Work to complete | Rewrite the full material exactly; no line may be skipped.

:: Data records

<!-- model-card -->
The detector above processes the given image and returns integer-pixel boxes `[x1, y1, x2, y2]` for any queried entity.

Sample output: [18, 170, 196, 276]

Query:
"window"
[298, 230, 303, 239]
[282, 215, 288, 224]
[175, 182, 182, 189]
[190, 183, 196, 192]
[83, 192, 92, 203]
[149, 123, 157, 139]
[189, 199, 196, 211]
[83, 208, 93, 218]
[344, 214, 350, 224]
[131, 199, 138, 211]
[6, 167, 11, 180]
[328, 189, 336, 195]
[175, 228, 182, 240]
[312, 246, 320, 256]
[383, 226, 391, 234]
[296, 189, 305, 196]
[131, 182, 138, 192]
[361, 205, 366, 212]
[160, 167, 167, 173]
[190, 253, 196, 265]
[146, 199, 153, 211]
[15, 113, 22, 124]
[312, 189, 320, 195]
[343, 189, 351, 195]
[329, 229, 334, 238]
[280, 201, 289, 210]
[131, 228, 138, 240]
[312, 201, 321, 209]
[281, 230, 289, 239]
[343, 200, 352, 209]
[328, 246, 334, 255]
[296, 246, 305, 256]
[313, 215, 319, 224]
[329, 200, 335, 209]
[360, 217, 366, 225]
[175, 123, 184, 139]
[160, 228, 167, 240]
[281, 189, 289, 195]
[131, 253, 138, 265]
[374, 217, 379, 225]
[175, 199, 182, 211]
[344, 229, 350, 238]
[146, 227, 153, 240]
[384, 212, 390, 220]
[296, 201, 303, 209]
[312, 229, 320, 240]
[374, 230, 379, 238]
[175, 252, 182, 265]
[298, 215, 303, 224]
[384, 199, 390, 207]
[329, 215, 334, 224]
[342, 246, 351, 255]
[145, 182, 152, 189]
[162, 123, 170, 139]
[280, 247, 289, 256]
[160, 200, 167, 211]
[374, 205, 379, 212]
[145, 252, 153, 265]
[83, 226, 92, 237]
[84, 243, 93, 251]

::::

Problem solution |
<!-- model-card -->
The detector above processes the given image and returns integer-pixel boxes `[x1, y1, x2, y2]` for any queried entity.

Sample output: [18, 170, 196, 276]

Query:
"window"
[298, 230, 303, 239]
[282, 215, 288, 224]
[175, 182, 182, 189]
[190, 183, 196, 192]
[83, 192, 92, 203]
[149, 123, 157, 139]
[189, 199, 196, 211]
[83, 208, 93, 218]
[344, 214, 350, 224]
[131, 199, 138, 211]
[6, 167, 11, 180]
[328, 189, 336, 195]
[175, 228, 182, 240]
[312, 246, 320, 256]
[383, 226, 391, 234]
[296, 189, 305, 196]
[131, 182, 138, 192]
[361, 205, 366, 212]
[160, 167, 167, 173]
[190, 253, 196, 265]
[146, 199, 153, 211]
[15, 113, 22, 124]
[312, 189, 320, 195]
[343, 189, 351, 195]
[329, 229, 334, 238]
[280, 201, 289, 210]
[131, 228, 138, 240]
[312, 201, 321, 209]
[281, 230, 289, 239]
[343, 200, 352, 209]
[328, 246, 334, 255]
[296, 246, 305, 256]
[313, 215, 319, 224]
[329, 200, 335, 209]
[360, 217, 366, 225]
[175, 123, 184, 139]
[160, 228, 167, 240]
[281, 189, 289, 195]
[131, 253, 138, 265]
[374, 217, 379, 225]
[175, 199, 182, 211]
[344, 229, 350, 238]
[146, 227, 153, 240]
[384, 212, 390, 220]
[296, 201, 303, 209]
[312, 229, 320, 240]
[374, 230, 379, 238]
[175, 252, 182, 265]
[298, 215, 303, 224]
[384, 199, 390, 207]
[329, 215, 334, 224]
[342, 246, 351, 255]
[145, 182, 152, 189]
[162, 123, 170, 139]
[280, 247, 289, 256]
[160, 200, 167, 211]
[374, 205, 379, 212]
[145, 252, 153, 265]
[83, 226, 92, 237]
[84, 243, 93, 251]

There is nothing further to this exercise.